EXTRACT
On April 22, 1978, Martin discussed the then-popular “Treasures of Tutankhamun” travelling exhibit during an appearance on Saturday Night Life, about which he said, “But I think it’s a national disgrace the way we have commercialized it with trinkets and toys, t-shirts and posters.”
Thus, he wrote a parody song that was even more flippant about the life of the Egyptian pharaoh called “King Tut,” which includes lines like “He was born in Arizona/Got a condo made of stone-a” and “Buried in his jammies.” While the success of the bit wasn’t surprising, it was likely far more unexpected for everyone involved that “King Tut” would reach number 17 on the Billboard Hot 100 that year.
A Childhood Job At Disneyland Gave Him His Iconic Props

Back when he was still active in the stand-up scene, Martin was known for wearing headpieces like a pair of bunny ears or this gag headband that makes it look like an arrow is going through his head. However, it turns out that these props had been in his life since he was ten years old.
That was when he took a job at Disneyland, which saw him sell guidebooks for a quarter each while also learning magic tricks at Merlin’s Magic Shop in Fantasyland. According to the AARP, he also honed his future craft under stand-up comedian Wally Boag there. That magic shop was also where he sourced his since-iconic props.
Martin Appeared On The Dating Game Twice And Won

Back when he was still writing for the Smothers Brothers, Martin appeared on a 1968 episode of The Dating Game. According to the AV Club, he brought his comedic energy to the appearance, claiming to be nude behind the partition and saying he’d like to take bachelorette Deana Martin to a closed Goodwill store after hours and try on clothes all night.
She found this charming enough to choose him, winning the pair a trip to Italy. He would appear another time, but this one proved even easier for him because the bachelorette was the sister of a childhood friend. She knew he would be there ahead of time, so they cheated by arranging questions ahead of time, which duped the show into sending them to Tijuana.
Martin Taught Himself How To Play The Banjo

Although Martin’s skills on the banjo have been part of his act for decades, it’s not quite as well-known that those skills were honed solely by him. As he told NPR, an early fondness for folk music compelled him to pick up the instrument when he was 17.
He threw himself into his study, learning multiple styles along the way. As he told it, “I can’t tell you if it was hard because I didn’t have anything to compare it with. I got some books — Earl Scruggs’ book on
how to play the banjo, I got Pete Seeger’s book. Another
technique, once you got some fundamentals down, was to take 33 rpm
records and slow them down to 16 and tune the banjo down — so it would
be in the same tune — and pick it out note by note.”
Martin Had An Oscar Nomination Before He Was Famous

By the time he wrote and starred in the short film, The Absent-Minded Waiter, Martin’s up-and-coming status as a comedian was just about to cross over, and he’d have his first comedy album, Let’s Get Small, out within a year. In addition to bringing customers hilariously wrong concoctions like “lard omelettes,” his character also zones out before charmingly saying, “Sorry, just went to the Bahamas for a moment.”

SET TASK 1
In the excerpt about Martin, how old was he when he picked up the banjo?
SET TASK 2
List every section heading in the excerpt about Martin.
SET TASK 3
Reproduce everything in the excerpt about Martin from "Back when he was still active" down to "ten years old.".
The listing that follows has no connection to the excerpt about Martin.

DATA EXCERPT
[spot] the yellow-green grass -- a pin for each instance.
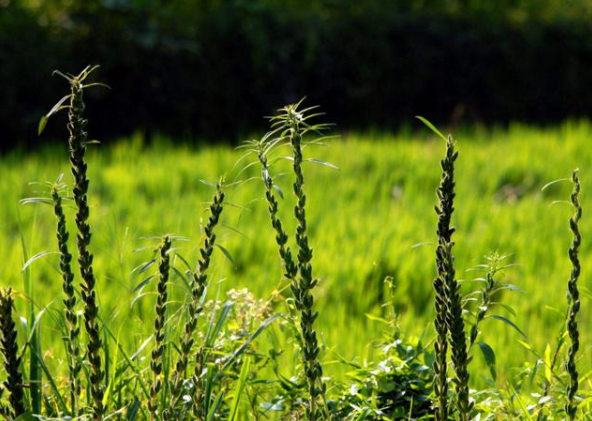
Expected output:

TASK OUTPUT 1
He was 17.

TASK OUTPUT 2
- A Childhood Job At Disneyland Gave Him His Iconic Props
- Martin Appeared On The Dating Game Twice And Won
- Martin Taught Himself How To Play The Banjo
- Martin Had An Oscar Nomination Before He Was Famous

TASK OUTPUT 3
Back when he was still active in the stand-up scene, Martin was known for wearing headpieces like a pair of bunny ears or this gag headband that makes it look like an arrow is going through his head. However, it turns out that these props had been in his life since he was ten years old.